Quoted passage:
= = = = = = =

A study by the Oregon Health Authority found reassuring evidence that a complication of the COVID-19 vaccine — myocarditis — was not associated with cardiac deaths among previously healthy young people, in the 19 months following the initial vaccine rollout.
However, due to its limitations, the study could not rule out the possibility that in very rare cases, cardiac death may be a complication of the vaccine.
The study was published this week in the Centers for Disease Control and Prevention’s public health bulletin Morbidity and Mortality Weekly Report.
Myocarditis, which is essentially inflammation of the heart muscle, is a known but rare complication of the COVID-19 vaccine. It happens most often to adolescents and young males within seven days after the second dose of an mRNA COVID-19 shot.
The OHA study looked at deaths in Oregon that occurred following the initial rollout of the COVID-19 vaccine, from June 1, 2021, to Dec. 31, 2022.

= = = = = = =

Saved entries

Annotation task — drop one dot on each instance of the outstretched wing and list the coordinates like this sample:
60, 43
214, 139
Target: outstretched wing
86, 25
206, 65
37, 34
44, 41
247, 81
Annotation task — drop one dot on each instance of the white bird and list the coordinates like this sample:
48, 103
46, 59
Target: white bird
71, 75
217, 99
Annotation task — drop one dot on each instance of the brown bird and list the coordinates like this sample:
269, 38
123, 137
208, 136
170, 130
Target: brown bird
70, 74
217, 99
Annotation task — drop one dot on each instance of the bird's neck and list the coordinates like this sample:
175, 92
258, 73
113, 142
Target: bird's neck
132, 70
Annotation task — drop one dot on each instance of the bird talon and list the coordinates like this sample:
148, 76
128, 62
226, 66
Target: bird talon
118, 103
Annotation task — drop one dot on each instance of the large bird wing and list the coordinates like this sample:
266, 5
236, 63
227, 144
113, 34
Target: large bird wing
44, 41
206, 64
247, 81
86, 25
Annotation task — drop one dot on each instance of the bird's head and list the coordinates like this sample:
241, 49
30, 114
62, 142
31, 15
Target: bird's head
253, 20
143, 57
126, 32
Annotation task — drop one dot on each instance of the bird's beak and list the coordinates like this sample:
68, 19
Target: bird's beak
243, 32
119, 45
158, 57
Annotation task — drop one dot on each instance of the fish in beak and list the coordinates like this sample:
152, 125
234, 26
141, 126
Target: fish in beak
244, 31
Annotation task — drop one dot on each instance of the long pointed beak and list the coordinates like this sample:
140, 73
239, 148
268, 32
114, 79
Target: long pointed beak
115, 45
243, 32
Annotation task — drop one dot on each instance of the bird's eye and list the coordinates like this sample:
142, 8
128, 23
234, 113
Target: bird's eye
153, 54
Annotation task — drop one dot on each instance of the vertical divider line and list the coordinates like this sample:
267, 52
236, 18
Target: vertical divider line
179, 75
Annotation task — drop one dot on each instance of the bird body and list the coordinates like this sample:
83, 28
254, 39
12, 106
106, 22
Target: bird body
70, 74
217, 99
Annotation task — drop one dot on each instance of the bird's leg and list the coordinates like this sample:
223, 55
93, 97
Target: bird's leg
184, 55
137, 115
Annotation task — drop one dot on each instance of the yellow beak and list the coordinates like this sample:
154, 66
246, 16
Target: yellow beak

= = = = = = =

Task A: Name every organization and publication that the text about the vaccine study mentions.
Task B: Copy everything from "Myocarditis, which is" down to "mRNA COVID-19 shot." in the vaccine study text, swapping "adolescents" for "teenagers".
Task C:
Answer these questions from the vaccine study text:
(i) Which bulletin published the study?
(ii) Within how many days after the second dose does myocarditis happen most often?
(iii) What dates did the study's look at deaths in Oregon cover?

Expected output A:
Oregon Health Authority
Centers for Disease Control and Prevention
Morbidity and Mortality Weekly Report

Expected output B:
Myocarditis, which is essentially inflammation of the heart muscle, is a known but rare complication of the COVID-19 vaccine. It happens most often to teenagers and young males within seven days after the second dose of an mRNA COVID-19 shot.

Expected output C:
(i) Morbidity and Mortality Weekly Report, the public health bulletin of the Centers for Disease Control and Prevention
(ii) Seven days
(iii) June 1, 2021, to Dec. 31, 2022